(Data in this exercise Opens)

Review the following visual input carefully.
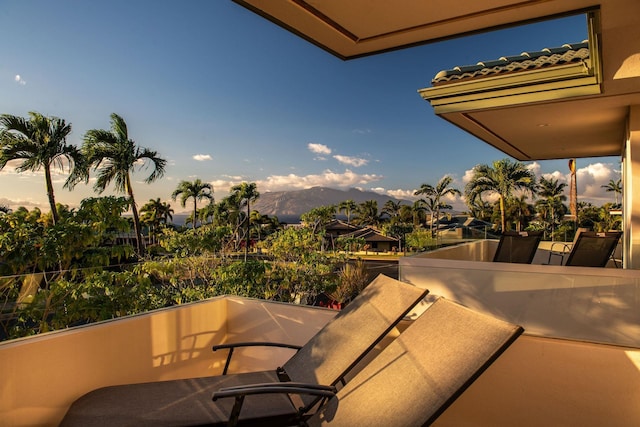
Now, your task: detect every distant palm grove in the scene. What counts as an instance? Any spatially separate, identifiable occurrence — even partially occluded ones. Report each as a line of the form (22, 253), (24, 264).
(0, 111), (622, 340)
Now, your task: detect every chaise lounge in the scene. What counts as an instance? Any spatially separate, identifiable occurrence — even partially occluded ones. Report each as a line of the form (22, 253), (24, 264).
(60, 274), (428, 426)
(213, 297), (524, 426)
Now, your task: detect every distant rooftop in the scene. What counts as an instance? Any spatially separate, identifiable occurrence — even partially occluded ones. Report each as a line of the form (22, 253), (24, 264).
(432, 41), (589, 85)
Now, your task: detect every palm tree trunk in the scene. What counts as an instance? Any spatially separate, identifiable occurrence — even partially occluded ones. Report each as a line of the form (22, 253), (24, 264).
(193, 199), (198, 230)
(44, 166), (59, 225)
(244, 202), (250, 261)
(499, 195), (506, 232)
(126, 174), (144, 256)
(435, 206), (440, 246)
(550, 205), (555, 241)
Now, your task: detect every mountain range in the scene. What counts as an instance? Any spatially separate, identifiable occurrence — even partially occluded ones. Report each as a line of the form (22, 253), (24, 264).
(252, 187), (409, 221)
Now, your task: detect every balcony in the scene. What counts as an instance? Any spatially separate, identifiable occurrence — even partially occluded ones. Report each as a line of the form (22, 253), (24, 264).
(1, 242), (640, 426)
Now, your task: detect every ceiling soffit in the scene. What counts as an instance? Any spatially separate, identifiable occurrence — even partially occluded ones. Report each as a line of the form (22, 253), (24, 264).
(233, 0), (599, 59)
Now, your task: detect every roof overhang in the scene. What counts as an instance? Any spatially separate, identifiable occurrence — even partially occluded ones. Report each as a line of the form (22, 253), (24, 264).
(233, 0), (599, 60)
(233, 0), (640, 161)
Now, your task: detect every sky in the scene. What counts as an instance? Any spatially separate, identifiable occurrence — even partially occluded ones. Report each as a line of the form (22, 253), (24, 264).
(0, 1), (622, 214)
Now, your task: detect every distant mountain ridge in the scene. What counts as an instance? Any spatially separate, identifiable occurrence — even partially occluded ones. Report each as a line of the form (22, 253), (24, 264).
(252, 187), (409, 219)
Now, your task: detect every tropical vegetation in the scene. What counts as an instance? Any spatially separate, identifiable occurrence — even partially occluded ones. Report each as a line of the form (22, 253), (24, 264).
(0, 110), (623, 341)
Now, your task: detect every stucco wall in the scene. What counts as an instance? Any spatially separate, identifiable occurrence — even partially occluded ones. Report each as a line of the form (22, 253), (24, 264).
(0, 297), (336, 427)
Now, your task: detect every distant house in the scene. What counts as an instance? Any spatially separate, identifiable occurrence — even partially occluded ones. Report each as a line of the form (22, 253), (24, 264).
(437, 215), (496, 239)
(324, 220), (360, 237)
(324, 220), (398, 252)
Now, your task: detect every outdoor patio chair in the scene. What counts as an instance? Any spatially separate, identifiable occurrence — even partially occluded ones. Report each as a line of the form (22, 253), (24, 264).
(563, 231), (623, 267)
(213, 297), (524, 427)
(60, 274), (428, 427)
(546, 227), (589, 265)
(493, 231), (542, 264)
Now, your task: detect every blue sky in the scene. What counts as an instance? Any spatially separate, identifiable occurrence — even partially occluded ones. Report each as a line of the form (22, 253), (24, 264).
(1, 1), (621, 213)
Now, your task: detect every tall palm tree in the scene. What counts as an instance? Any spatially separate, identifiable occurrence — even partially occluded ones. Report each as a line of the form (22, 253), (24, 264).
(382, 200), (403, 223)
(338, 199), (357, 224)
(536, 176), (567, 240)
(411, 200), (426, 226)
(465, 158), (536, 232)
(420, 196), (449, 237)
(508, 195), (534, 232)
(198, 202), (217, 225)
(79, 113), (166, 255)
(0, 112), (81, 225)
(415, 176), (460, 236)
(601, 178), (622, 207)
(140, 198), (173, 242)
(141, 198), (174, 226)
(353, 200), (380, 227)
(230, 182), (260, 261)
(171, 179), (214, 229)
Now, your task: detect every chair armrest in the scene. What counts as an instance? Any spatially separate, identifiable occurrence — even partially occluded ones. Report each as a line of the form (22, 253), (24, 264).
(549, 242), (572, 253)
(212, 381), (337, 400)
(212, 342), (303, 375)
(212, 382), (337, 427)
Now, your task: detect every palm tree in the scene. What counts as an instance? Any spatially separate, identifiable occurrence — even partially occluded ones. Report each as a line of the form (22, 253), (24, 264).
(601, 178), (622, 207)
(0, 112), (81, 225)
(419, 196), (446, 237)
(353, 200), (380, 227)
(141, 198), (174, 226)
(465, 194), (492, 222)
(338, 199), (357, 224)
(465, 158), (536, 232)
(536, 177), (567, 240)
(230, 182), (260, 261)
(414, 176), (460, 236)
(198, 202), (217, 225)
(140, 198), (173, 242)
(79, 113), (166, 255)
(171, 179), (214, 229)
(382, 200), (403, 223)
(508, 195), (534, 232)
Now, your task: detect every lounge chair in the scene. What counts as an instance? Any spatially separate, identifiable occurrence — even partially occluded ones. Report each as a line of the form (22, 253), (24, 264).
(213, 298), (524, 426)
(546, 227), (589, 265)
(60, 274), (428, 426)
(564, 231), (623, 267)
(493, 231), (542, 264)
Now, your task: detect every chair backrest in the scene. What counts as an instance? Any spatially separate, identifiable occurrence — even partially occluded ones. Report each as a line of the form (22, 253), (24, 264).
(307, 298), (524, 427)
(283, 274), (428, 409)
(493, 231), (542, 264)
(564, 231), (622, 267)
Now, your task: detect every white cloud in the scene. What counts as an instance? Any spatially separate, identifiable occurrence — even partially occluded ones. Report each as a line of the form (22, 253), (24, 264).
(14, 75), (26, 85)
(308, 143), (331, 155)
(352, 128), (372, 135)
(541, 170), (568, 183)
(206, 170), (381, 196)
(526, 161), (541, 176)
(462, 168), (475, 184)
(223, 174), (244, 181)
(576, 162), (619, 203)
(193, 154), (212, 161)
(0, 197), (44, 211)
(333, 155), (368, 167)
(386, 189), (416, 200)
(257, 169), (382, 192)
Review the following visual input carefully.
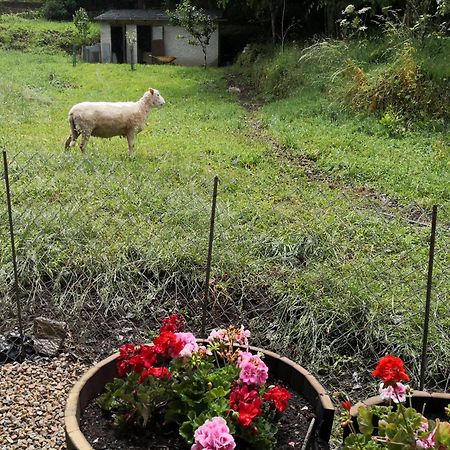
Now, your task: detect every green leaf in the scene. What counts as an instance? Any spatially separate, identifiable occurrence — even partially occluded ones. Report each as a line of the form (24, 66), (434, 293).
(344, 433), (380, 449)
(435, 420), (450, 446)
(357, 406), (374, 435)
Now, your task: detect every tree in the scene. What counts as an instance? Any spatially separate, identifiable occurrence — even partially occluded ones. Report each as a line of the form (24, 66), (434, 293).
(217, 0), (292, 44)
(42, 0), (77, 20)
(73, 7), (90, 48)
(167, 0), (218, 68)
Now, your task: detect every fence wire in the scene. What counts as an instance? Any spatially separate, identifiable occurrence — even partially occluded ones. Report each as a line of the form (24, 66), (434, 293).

(Data in this exercise Closes)

◆ Problem description
Produce a word-for-word copy of the records, omitting all images.

◆ Exercise solution
Review the following visual input carefully.
Now, your task: detect every distant palm grove in the scene. What counts as an instance? Any spatially separate, identifiable occurrence — even partially occluded ones. Report each as a line of the form (22, 253), (24, 264).
(0, 111), (622, 340)
Now, your task: detect every chaise lounge in the scene. What counts as an instance? Any spatially separate, identifiable occurrence — even partially occluded ones. Report each as a line of the form (22, 253), (24, 264).
(60, 274), (428, 426)
(213, 297), (524, 426)
Now, your task: detect every distant rooftop in the scene. What counts as an instance? Any spatially separate, identifiable occurrence — even partially occluded ones. Report each as a line of the form (22, 253), (24, 264).
(432, 41), (589, 85)
Now, your task: detect every palm tree trunk in the scene. What counts as an instance? Any spatially separate, identifiable occurrence — even partially occluded ones. Report each as a line of the form (22, 253), (24, 264).
(193, 199), (198, 230)
(44, 166), (59, 225)
(244, 202), (250, 261)
(499, 195), (506, 232)
(126, 174), (144, 256)
(435, 206), (440, 246)
(550, 205), (555, 241)
Now, your task: detect every mountain range in the scene. What counts as an instance? Any spatially separate, identifiable occurrence — even partially occluded ones. Report each as a line of the form (22, 253), (24, 264).
(252, 187), (409, 221)
Now, your task: detect every balcony in the scene. What counts as an instance? Any spatially separate, identifiable occurrence — even partially occluded ones. Report each as a line of the form (22, 253), (24, 264).
(1, 242), (640, 426)
Now, your task: detect every ceiling soffit in the scene. What counts as an instance? Any spatially separate, identifiable occurrence — even partially occluded ones. Report each as a line of the form (22, 253), (24, 264).
(233, 0), (599, 59)
Now, your task: detect every roof overhang in the scene. What counts as an instance? Any spatially separate, identifiable occurrence — even partially occluded ones. Report each as a line of the form (22, 253), (24, 264).
(233, 0), (599, 60)
(233, 0), (640, 161)
Now, your task: detect every sky in the scene. What counts as an instance? Any spatially separate, identifiable occurrence — even partially occluded ones. Report each as a line of the form (22, 253), (24, 264).
(0, 1), (622, 214)
Now, your task: detect every distant mountain ridge in the scene. What counts as an instance? Any spatially separate, identifiable occurrence — even partially occluded ones. Report each as a line of the form (22, 253), (24, 264).
(252, 187), (409, 219)
Now, your task: detect every tropical vegetation in the scene. What counts as an instance? Any spatially separate, identifiable occurrence — even partially occluded ones. Report each as a line of the form (22, 253), (24, 264).
(0, 110), (623, 341)
Now, your task: detect every stucco wall in the scene. What counts as an instance? Any spatially separate, identifiable occurrence — even partially occluded ones. Report each as a line of the form (22, 253), (24, 264).
(0, 297), (336, 427)
Now, your task: detect every distant house in the scene. What counts as an instance? Any spatially separate, identifiable occurrence — even partially occluded ones. Report each as a line of the form (22, 253), (24, 264).
(437, 215), (496, 239)
(324, 220), (360, 237)
(324, 220), (398, 252)
Now, your task: detect every outdoor patio chair in the scene. What counts as an instance? Any spatially separate, identifiable occurrence — even partially occluded ones. Report each as a line of the form (22, 253), (24, 264).
(563, 231), (623, 267)
(213, 297), (524, 427)
(60, 274), (428, 427)
(546, 227), (589, 265)
(493, 231), (542, 264)
Now, your task: detect every blue sky in the scene. What counts as an instance? Any spatially separate, identifiable occurrence — even partially occluded ones. Report each as a line of the form (22, 253), (24, 264).
(1, 1), (621, 213)
Now, your task: detect every tall palm tree in the scene. What counts as an instance? Any spatially separate, identifiable occurrence — even partially occluded ones. Report each as a line of the form (22, 253), (24, 264).
(382, 200), (403, 223)
(338, 199), (357, 224)
(536, 176), (567, 240)
(411, 200), (426, 226)
(465, 158), (536, 232)
(420, 196), (449, 237)
(508, 195), (534, 232)
(198, 202), (217, 225)
(79, 113), (166, 255)
(0, 112), (81, 225)
(415, 176), (460, 236)
(601, 178), (622, 207)
(140, 198), (173, 242)
(141, 198), (174, 226)
(353, 200), (380, 227)
(230, 182), (260, 261)
(171, 179), (214, 229)
Now, your task: detect every chair armrest in the scene. What counts as an instance? Any spatially separate, identifiable occurrence — even partially occluded ones. Report each as a line of the form (22, 253), (24, 264).
(549, 242), (572, 253)
(212, 381), (337, 400)
(212, 342), (303, 375)
(212, 382), (337, 427)
Now, your task: detect every palm tree in the scene. What counts as an instance? Any spatially separate, identifiable occurrence — even partially occluded ones. Report each as a line of the form (22, 253), (24, 264).
(601, 178), (622, 207)
(0, 112), (81, 225)
(419, 196), (446, 237)
(353, 200), (380, 227)
(141, 198), (174, 226)
(465, 194), (492, 222)
(338, 199), (357, 224)
(465, 158), (536, 232)
(536, 177), (567, 240)
(230, 182), (260, 261)
(414, 176), (460, 236)
(198, 202), (217, 225)
(140, 198), (173, 242)
(79, 113), (166, 255)
(171, 179), (214, 229)
(382, 200), (403, 223)
(508, 195), (534, 232)
Now, your task: detect every lounge chair in the scene. What counts as an instance? Any spatially separate, identifiable occurrence — even partially occluded ones. Report each as a line of the form (22, 253), (24, 264).
(213, 298), (524, 426)
(546, 227), (589, 265)
(60, 274), (428, 426)
(564, 231), (623, 267)
(493, 231), (542, 264)
Now, your task: detect every chair backrest in the scene. What counts as an instance? Any spatially separate, identifiable occurrence — even partially occluded ones. Report each as a line of the form (22, 253), (24, 264).
(307, 298), (524, 427)
(283, 274), (428, 409)
(493, 231), (542, 264)
(564, 231), (622, 267)
Now, your task: detect every white cloud in the scene. What counts as an instance? Any spatially separate, identifiable occurrence — even partially occluded ones. Report each as a line of the form (22, 253), (24, 264).
(14, 75), (26, 85)
(308, 143), (331, 155)
(352, 128), (372, 135)
(541, 170), (568, 183)
(206, 170), (381, 196)
(526, 161), (541, 176)
(462, 168), (475, 184)
(223, 174), (244, 181)
(576, 162), (619, 203)
(193, 154), (212, 161)
(0, 197), (44, 211)
(333, 155), (368, 167)
(386, 189), (416, 200)
(257, 169), (382, 192)
Review the following visual input carefully.
Now, your task: detect every green leaf in the scene. What counts as an instance? Any spatially separate, identifiable occurrence — even partially occluded ones. Report each as a line of the form (24, 66), (434, 293).
(344, 433), (380, 449)
(435, 420), (450, 446)
(357, 406), (374, 435)
Now, your task: detect every tree in the scene. What counts as an instance? Any spatially separate, identifiable occurrence — even partially occluded ones. Report each as a line of the form (24, 66), (434, 293).
(217, 0), (292, 44)
(42, 0), (77, 20)
(73, 7), (90, 48)
(167, 0), (218, 68)
Now, your task: detect every fence wire in the scene. What counts as an instance? Any spatially separate, identifiable occurrence — even partially occluded ones. Report each as a line of the form (24, 66), (434, 293).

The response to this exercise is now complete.